+++ TEXT

## Create VPC, S3, Glue

In order to secure all the resource created, create a VPC with private subnet, vpc endpoint for S3 in order to prevent the traffic from going over the public internet. Finally the AWS Glue crawler will be crawl the _**Account**_ data extract from the data lake to update the Glue catalog.

1. [Amazon Virtual Private Cloud (Amazon VPC)](https://aws.amazon.com/vpc/) lets you provision a logically isolated section of the AWS Cloud where you can launch AWS resources in a virtual network that you define. You have complete control over your virtual networking environment, including selection of your own IP address range, creation of subnets, and configuration of route tables and network gateways. In order to create a secure data platform customers almost always create it in a private subnet. Follow the tutorial : [Creating a VPC with Public and Private Subnets for Your Compute Environments](https://docs.aws.amazon.com/batch/latest/userguide/create-public-private-vpc.html) to create a VPC with public and private subnets.
![vpc_public_private_subnet](images/vpc_public_private_subnet.png)
    
2. A [VPC endpoint](https://docs.aws.amazon.com/vpc/latest/userguide/endpoint-services-overview.html) enables you to privately connect your VPC to supported AWS services and VPC endpoint services powered by AWS PrivateLink without requiring an internet gateway, NAT device, VPN connection, or AWS Direct Connect connection. Instances in your VPC do not require public IP addresses to communicate with resources in the service. Traffic between your VPC and the other service does not leave the Amazon network. [Create Amazon VPC Endpoints for Amazon S3](https://docs.aws.amazon.com/glue/latest/dg/vpc-endpoints-s3.html) inorder to make sure that the data does not travel over the public internet. You can also follow the [blog to create a VPC Endpoint for Amazon S3](https://aws.amazon.com/blogs/aws/new-vpc-endpoint-for-amazon-s3/).

3. Create an S3 bucket to denote your data lake in the same region as the AppFlow resources created in the previous section. For example the S3 bucket called _**appflow-sfdev-data-lake**_ as shown below.
![appflow_sfdev_data_lake](images/appflow_sfdev_data_lake.png)
  
4. Navigate to the AWS Glue console and click on _**Databases**_ from the left pane, click on _**Add database**_ to type a name of the database to create an [AWS Glue database](https://docs.aws.amazon.com/glue/latest/dg/define-database.html). In my case I named it _**sfdev-appflow**_.

5. Click on _**Connections**_ from the left pane in the AWS Glue console and then click on _**Add connection**_ to create a connection for S3 using the VPC, private subnet, default subnet, S3 endpoint crated earlier. You can also follow [Crawling an Amazon S3 Data Store using a VPC Endpoint](https://docs.aws.amazon.com/glue/latest/dg/connection-S3-VPC.html) for reference. I named the connection _**sfdev-appflow-s3**_ as shown below. 
![Glue_S3_Connection](images/Glue_S3_Connection.png)

6. Click on _**Crawlers**_ from the left pane in the AWS Glue console and then click on _**Add crawler**_ to create a crawler using _**sfdev-appflow-s3**_ as connection, _**sfdev-appflow**_ as database, _**s3://unique-bucket-name/account**_ as the s3 path. Replace _**unique-bucket-name**_ with the bucket name created in step 3. Also create an IAM role as needed. You can also follow [Crawling an Amazon S3 Data Store using a VPC Endpoint](https://docs.aws.amazon.com/glue/latest/dg/connection-S3-VPC.html) for reference. Named the crawler _**sfdev-appflow-account**_ as shown below. 
![Glue_Crawler](images/Glue_Crawler.png)

++++++

_TASKS TO CARRY OUT_:
A) What names does the VPC and Glue guide give to the S3 bucket, the Glue database, the Glue connection and the crawler?
B) According to the VPC and Glue guide, in which region should the S3 bucket for the data lake be created?

+++ MATERIAL PROVIDED

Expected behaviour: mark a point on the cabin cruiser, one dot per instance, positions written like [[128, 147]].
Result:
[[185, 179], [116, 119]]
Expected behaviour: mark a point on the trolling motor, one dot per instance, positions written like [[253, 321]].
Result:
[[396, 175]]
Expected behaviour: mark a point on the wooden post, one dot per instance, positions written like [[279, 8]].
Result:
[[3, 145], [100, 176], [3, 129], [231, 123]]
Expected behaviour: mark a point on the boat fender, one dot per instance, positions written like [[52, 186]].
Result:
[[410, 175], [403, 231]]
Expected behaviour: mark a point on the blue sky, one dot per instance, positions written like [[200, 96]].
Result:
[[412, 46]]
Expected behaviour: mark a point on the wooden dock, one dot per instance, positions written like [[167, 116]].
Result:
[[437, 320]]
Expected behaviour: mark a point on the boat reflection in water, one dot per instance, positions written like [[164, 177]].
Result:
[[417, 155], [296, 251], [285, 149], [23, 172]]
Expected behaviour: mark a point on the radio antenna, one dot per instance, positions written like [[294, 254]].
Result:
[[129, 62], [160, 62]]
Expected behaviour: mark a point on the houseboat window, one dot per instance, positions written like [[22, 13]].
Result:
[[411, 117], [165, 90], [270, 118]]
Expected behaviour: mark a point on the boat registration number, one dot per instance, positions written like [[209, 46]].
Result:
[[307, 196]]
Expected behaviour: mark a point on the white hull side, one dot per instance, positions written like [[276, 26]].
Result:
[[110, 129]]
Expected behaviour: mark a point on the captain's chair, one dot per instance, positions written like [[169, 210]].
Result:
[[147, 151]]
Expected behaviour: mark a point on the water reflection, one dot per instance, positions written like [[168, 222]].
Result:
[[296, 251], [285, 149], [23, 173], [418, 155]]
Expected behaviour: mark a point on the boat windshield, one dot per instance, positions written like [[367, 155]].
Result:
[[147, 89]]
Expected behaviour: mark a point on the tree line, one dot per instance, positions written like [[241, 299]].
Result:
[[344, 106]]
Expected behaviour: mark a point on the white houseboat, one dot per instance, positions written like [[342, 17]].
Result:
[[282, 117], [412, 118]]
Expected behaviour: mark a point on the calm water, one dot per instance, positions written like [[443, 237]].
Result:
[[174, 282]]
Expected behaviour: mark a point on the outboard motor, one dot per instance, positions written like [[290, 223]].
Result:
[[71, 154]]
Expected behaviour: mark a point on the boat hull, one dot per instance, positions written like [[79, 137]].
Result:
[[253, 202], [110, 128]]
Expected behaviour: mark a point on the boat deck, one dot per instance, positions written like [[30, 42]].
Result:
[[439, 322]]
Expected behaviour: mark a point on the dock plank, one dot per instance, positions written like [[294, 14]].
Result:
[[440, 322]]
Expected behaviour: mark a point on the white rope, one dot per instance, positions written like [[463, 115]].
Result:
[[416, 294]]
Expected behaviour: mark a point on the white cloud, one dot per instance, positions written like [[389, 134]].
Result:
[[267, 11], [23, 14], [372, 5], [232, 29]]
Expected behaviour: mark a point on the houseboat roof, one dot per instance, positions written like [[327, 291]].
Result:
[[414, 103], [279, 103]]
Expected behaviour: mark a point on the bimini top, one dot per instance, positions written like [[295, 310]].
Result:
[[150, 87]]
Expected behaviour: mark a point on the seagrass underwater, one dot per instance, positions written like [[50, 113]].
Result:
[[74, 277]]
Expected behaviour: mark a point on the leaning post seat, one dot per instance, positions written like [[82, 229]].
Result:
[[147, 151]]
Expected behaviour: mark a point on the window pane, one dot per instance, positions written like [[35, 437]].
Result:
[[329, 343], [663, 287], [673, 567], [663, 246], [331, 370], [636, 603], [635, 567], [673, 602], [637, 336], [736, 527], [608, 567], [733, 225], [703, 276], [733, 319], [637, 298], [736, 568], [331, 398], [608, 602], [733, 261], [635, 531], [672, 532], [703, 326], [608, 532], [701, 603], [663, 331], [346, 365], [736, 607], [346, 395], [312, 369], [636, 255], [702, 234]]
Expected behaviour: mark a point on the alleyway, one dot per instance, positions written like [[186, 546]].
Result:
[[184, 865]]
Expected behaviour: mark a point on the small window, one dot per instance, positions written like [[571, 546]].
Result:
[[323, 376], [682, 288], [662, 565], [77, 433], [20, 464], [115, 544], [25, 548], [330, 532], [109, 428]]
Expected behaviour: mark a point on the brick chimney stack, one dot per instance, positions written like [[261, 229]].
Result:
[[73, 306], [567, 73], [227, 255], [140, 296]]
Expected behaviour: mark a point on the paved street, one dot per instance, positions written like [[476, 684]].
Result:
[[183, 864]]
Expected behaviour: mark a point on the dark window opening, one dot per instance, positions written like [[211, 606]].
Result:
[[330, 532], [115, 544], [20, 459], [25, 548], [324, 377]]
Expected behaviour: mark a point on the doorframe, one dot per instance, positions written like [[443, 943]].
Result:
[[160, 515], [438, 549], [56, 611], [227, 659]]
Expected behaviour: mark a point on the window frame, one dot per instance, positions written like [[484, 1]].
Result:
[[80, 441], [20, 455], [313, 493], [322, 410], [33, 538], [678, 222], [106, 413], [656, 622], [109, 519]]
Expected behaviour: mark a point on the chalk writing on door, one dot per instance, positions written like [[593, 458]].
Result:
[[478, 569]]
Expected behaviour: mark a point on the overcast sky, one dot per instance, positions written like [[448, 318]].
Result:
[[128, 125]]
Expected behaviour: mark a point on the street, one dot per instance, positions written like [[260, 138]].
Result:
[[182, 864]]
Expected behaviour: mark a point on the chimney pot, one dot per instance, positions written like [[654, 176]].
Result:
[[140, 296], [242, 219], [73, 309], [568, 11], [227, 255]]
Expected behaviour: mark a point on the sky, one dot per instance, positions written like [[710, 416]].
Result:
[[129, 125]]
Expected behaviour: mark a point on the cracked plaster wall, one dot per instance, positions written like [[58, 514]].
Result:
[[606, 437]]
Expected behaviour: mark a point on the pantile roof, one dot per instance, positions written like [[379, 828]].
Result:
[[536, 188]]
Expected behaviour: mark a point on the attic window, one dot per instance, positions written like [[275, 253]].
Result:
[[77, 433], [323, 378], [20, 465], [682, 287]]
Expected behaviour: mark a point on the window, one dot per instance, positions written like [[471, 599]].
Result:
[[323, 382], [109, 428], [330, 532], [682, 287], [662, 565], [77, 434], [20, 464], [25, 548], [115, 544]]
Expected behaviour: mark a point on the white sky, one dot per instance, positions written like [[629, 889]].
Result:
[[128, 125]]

++++++

_OUTPUTS FOR THE TASKS_:
A)
- S3 bucket: appflow-sfdev-data-lake
- Glue database: sfdev-appflow
- Glue connection: sfdev-appflow-s3
- Crawler: sfdev-appflow-account

B) In the same region as the AppFlow resources created in the previous section.